* _Material for this task_

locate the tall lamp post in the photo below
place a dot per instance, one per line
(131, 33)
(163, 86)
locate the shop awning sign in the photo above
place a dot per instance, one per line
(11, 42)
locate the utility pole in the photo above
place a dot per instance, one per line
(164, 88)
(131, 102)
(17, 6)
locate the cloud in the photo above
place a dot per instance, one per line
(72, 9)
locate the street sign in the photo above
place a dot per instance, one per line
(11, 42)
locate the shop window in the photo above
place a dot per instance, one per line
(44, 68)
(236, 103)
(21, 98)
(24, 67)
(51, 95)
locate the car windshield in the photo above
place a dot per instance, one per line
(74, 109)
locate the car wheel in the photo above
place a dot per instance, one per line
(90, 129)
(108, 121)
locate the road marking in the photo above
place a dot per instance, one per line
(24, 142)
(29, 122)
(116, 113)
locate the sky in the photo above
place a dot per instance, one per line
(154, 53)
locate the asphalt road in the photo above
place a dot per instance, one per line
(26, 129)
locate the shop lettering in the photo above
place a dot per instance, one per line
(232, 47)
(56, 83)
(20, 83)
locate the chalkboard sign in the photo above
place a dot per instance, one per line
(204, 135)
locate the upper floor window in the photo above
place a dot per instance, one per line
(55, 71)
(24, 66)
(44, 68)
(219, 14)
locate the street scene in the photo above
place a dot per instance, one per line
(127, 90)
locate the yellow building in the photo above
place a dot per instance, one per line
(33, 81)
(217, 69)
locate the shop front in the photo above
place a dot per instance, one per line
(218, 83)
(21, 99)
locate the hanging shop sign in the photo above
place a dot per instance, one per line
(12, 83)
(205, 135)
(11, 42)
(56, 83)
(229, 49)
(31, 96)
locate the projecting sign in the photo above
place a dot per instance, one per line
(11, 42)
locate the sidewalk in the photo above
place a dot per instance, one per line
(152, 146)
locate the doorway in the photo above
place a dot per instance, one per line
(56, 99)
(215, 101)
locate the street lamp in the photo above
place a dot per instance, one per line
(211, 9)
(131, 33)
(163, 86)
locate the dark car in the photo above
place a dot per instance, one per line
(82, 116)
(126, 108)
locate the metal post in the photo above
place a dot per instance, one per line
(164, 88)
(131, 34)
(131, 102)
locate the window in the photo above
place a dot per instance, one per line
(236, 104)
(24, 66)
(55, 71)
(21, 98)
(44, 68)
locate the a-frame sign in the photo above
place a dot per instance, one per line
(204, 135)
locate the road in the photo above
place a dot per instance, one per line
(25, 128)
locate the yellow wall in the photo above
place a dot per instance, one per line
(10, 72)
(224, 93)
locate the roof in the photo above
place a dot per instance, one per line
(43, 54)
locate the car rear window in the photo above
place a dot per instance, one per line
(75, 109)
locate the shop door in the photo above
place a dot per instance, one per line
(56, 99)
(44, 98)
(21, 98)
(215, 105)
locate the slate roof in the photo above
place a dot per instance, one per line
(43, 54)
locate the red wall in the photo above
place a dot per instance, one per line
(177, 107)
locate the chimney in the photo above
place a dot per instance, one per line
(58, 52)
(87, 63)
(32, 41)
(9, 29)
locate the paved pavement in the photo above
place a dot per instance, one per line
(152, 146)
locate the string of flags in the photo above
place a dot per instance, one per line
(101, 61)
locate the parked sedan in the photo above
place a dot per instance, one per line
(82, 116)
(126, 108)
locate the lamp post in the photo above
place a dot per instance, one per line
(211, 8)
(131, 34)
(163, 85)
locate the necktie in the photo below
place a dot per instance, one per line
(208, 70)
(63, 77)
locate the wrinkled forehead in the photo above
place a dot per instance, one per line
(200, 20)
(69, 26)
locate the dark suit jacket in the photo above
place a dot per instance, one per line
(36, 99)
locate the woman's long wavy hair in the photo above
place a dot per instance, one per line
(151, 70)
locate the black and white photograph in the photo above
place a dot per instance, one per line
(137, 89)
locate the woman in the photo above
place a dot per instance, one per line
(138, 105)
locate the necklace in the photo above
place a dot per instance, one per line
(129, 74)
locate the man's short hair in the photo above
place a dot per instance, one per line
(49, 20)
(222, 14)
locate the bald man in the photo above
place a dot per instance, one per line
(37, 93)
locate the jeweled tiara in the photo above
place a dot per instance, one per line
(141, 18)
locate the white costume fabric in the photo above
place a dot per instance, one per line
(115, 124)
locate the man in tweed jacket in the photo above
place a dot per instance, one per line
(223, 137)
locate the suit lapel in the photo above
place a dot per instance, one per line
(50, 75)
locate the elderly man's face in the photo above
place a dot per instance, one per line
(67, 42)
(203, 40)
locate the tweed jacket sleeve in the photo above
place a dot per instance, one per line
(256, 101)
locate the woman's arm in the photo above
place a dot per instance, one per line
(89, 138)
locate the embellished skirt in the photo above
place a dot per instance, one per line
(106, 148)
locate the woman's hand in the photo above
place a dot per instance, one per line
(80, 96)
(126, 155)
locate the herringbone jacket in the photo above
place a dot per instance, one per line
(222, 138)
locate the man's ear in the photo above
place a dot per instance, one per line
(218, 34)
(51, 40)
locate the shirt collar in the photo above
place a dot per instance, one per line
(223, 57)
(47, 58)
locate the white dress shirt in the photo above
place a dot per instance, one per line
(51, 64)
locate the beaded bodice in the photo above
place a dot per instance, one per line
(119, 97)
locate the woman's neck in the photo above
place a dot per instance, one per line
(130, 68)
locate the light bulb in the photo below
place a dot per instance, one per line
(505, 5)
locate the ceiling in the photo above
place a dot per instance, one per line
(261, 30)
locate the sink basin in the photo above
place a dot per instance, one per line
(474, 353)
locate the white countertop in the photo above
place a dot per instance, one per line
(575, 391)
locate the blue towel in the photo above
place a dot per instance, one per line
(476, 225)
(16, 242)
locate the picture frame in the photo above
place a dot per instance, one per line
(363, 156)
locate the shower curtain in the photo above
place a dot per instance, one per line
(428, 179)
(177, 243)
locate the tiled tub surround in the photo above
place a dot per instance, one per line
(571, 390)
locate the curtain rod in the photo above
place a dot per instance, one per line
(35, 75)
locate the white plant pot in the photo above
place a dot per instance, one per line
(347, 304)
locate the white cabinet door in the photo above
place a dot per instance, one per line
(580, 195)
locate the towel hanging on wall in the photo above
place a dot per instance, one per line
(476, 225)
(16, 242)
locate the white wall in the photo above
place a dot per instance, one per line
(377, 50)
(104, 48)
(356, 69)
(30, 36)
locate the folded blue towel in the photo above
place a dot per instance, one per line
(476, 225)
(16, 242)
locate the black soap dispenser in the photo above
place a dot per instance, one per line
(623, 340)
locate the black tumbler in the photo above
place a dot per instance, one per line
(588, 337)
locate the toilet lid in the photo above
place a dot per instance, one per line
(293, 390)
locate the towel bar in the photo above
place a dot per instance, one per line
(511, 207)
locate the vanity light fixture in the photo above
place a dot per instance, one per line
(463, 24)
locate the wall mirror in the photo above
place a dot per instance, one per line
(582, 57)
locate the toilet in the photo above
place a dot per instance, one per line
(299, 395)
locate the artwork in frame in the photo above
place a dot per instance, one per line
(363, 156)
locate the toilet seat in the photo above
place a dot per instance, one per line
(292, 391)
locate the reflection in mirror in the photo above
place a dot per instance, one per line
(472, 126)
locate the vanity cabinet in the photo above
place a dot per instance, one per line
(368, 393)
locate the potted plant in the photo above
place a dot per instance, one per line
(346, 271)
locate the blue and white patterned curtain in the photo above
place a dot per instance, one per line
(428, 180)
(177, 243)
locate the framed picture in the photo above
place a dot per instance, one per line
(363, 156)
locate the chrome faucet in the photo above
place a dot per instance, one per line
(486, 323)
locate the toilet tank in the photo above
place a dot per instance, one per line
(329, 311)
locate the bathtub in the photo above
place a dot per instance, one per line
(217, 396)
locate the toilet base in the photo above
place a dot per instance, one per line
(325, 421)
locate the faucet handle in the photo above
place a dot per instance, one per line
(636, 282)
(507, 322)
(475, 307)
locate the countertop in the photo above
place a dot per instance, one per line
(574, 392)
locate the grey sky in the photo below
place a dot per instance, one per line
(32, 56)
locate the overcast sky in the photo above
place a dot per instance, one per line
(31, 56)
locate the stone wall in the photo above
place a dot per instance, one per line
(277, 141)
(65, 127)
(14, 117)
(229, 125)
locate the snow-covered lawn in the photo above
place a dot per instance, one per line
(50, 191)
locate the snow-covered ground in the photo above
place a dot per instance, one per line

* _Exercise description_
Read through the entries and copy each line in which "covered" appears.

* _Exercise output_
locate the snow-covered lawn in the photo above
locate the snow-covered ground in the photo above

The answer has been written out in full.